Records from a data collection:
-=-=-=-=-

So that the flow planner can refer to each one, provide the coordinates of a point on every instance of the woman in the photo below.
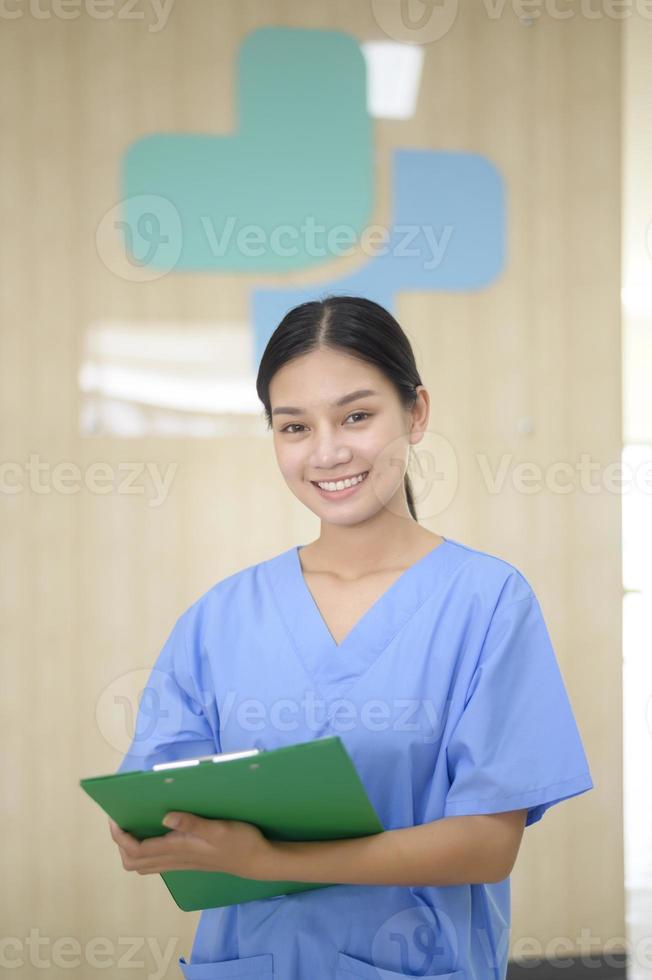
(429, 659)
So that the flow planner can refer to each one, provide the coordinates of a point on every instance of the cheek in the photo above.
(290, 459)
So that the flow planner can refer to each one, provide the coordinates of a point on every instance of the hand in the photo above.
(197, 844)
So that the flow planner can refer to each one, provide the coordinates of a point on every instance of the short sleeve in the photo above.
(516, 743)
(171, 721)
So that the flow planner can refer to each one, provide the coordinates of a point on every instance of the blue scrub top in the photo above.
(447, 695)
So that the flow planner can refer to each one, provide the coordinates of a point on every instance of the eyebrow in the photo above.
(353, 396)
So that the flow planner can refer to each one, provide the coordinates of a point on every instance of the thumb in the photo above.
(189, 823)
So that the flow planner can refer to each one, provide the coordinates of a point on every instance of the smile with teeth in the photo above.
(343, 484)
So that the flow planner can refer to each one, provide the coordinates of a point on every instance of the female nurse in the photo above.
(428, 658)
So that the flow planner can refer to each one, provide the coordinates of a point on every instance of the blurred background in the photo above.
(174, 176)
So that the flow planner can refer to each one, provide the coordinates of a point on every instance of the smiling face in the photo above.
(365, 437)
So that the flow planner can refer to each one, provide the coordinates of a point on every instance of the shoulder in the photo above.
(490, 577)
(235, 594)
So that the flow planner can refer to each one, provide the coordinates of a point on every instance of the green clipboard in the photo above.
(307, 791)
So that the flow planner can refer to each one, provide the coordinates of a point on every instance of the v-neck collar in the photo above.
(328, 663)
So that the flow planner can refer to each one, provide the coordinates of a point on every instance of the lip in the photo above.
(340, 494)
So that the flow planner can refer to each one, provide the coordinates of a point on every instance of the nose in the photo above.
(329, 450)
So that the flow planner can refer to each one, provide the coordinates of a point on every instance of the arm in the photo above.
(451, 851)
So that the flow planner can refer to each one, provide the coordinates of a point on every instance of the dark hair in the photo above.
(349, 323)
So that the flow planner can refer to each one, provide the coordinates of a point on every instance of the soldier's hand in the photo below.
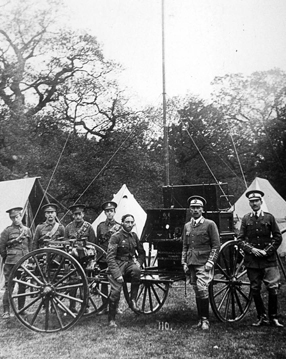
(120, 279)
(208, 266)
(137, 263)
(258, 252)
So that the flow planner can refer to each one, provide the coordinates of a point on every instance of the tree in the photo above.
(251, 106)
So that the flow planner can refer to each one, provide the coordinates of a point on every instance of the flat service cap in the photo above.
(13, 212)
(254, 195)
(108, 205)
(76, 208)
(196, 201)
(50, 207)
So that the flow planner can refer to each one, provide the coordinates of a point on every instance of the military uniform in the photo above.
(15, 242)
(45, 232)
(121, 259)
(201, 243)
(259, 231)
(104, 232)
(82, 231)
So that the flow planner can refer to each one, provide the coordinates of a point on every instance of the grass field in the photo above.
(143, 336)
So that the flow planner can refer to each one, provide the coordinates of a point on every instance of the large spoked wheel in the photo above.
(152, 294)
(48, 290)
(98, 283)
(230, 294)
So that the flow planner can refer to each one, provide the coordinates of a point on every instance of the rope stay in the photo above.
(51, 178)
(200, 153)
(236, 153)
(98, 174)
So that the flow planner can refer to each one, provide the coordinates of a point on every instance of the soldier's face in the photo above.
(110, 213)
(255, 204)
(78, 216)
(50, 215)
(128, 224)
(196, 211)
(17, 220)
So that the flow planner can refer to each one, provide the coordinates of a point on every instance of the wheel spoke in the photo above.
(223, 298)
(57, 314)
(230, 295)
(150, 298)
(155, 294)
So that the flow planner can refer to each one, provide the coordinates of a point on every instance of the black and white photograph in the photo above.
(142, 179)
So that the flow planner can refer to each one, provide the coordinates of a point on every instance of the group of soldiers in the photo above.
(259, 237)
(16, 241)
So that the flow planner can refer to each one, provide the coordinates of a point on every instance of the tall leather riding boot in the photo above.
(204, 308)
(272, 306)
(272, 310)
(198, 302)
(259, 305)
(133, 296)
(111, 314)
(21, 300)
(199, 324)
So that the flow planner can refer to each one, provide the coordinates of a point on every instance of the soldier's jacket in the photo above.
(104, 232)
(123, 247)
(43, 231)
(201, 242)
(84, 230)
(11, 249)
(262, 233)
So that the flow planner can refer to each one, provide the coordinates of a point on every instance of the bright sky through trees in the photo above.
(204, 39)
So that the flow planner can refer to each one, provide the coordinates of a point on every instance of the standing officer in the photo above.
(201, 245)
(260, 237)
(104, 231)
(50, 230)
(15, 242)
(123, 248)
(82, 232)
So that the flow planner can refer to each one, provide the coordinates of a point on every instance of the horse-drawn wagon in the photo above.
(63, 272)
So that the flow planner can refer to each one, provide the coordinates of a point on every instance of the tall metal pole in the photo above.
(165, 126)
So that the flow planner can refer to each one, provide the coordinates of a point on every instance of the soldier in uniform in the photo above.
(104, 231)
(260, 237)
(15, 242)
(201, 245)
(125, 256)
(50, 230)
(79, 228)
(81, 231)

-=-=-=-=-

WORK INSTRUCTIONS:
Locate "trees in the photo above." in the material, then quote the line that contains it and all lines after it through the final one.

TASK RESPONSE:
So that the flow planner can refer to each one, provide the coordinates of a point on every instance of the bright sky through trees in the photo above.
(204, 39)
So that the flow planner can refer to each one, provide the coordinates of a point on every instance of the standing officer in the photo above.
(201, 245)
(260, 237)
(104, 231)
(50, 230)
(15, 242)
(123, 248)
(82, 232)
So that the flow planner can refer to each one, provide the coordinates of a point on every instance of the horse-drawn wagon in the photo above.
(63, 272)
So that the flow planner can refer to each one, provide the coordinates of a point on every instance of the tall metal pole in the photo above.
(165, 126)
So that the flow planner can refer to each one, provide the coordinates of a point on every instance of the soldier in uniform in the photo above.
(104, 231)
(260, 237)
(15, 242)
(201, 245)
(125, 256)
(50, 230)
(79, 228)
(81, 231)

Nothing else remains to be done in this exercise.